• [Exercise]: A verbatim copy of the lines from the one with "Tag the ear" through the final line below is required; print it and nothing else.

### Records shown ###

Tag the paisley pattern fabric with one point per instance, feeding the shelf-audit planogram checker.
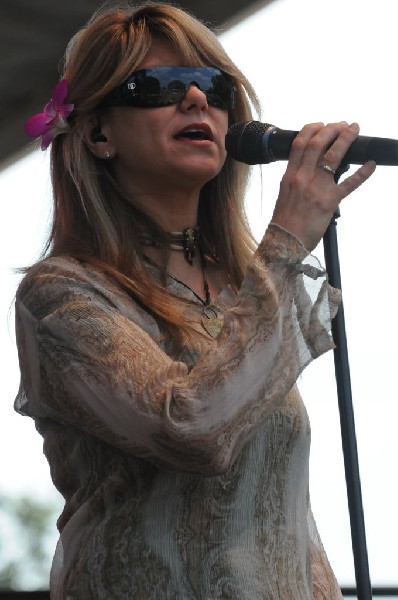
(185, 474)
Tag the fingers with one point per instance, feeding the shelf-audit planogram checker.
(353, 182)
(308, 195)
(318, 143)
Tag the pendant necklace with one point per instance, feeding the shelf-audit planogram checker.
(188, 241)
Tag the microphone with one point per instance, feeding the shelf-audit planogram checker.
(257, 143)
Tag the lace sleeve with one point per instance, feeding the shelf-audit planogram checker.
(325, 586)
(86, 363)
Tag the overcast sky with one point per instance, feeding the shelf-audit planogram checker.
(309, 60)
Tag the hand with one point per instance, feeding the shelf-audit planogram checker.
(308, 194)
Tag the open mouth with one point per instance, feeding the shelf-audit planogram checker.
(195, 133)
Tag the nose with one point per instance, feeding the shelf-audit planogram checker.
(194, 99)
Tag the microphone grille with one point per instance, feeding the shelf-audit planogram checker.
(244, 141)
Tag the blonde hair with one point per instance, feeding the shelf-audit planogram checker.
(92, 220)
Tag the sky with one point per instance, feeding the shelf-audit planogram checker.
(309, 60)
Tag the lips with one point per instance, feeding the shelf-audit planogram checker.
(195, 132)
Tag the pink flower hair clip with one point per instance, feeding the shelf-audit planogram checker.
(53, 120)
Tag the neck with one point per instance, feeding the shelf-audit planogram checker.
(173, 210)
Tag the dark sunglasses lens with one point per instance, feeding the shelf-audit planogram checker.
(162, 86)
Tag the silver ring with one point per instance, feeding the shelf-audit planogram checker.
(327, 168)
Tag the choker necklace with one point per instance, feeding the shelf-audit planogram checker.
(188, 241)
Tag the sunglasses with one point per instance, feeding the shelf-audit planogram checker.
(163, 86)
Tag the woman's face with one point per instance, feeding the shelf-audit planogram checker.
(149, 152)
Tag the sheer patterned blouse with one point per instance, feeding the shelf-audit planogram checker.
(185, 475)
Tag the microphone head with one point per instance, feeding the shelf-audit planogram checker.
(244, 141)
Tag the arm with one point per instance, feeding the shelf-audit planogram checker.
(86, 364)
(325, 586)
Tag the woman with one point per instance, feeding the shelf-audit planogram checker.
(158, 348)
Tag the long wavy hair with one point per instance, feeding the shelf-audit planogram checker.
(93, 221)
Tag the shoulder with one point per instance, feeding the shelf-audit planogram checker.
(61, 286)
(58, 280)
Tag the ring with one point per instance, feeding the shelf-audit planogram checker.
(327, 168)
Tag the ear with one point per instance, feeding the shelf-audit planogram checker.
(97, 138)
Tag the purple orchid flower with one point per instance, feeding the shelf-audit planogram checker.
(52, 121)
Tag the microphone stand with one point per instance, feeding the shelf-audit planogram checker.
(347, 424)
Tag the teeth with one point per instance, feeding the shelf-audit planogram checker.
(194, 133)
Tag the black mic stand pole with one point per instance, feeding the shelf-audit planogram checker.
(347, 423)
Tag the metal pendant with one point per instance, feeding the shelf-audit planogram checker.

###

• [Expected answer]:
Tag the ear with one point per instance, feeding the shelf-audit planogram checker.
(97, 138)
Tag the purple orchid flower with one point per instance, feeding the shelf-audit planogram checker.
(52, 121)
Tag the microphone stand with one point per instance, feeding the shelf-audit planogram checker.
(347, 424)
Tag the teeth with one point per instance, feeding the shelf-audit planogram checker.
(194, 133)
Tag the black mic stand pole with one point per instance, feeding the shelf-audit planogram checker.
(347, 423)
Tag the metal pendant with one point per instance, feeding the shelf-audit planogram checker.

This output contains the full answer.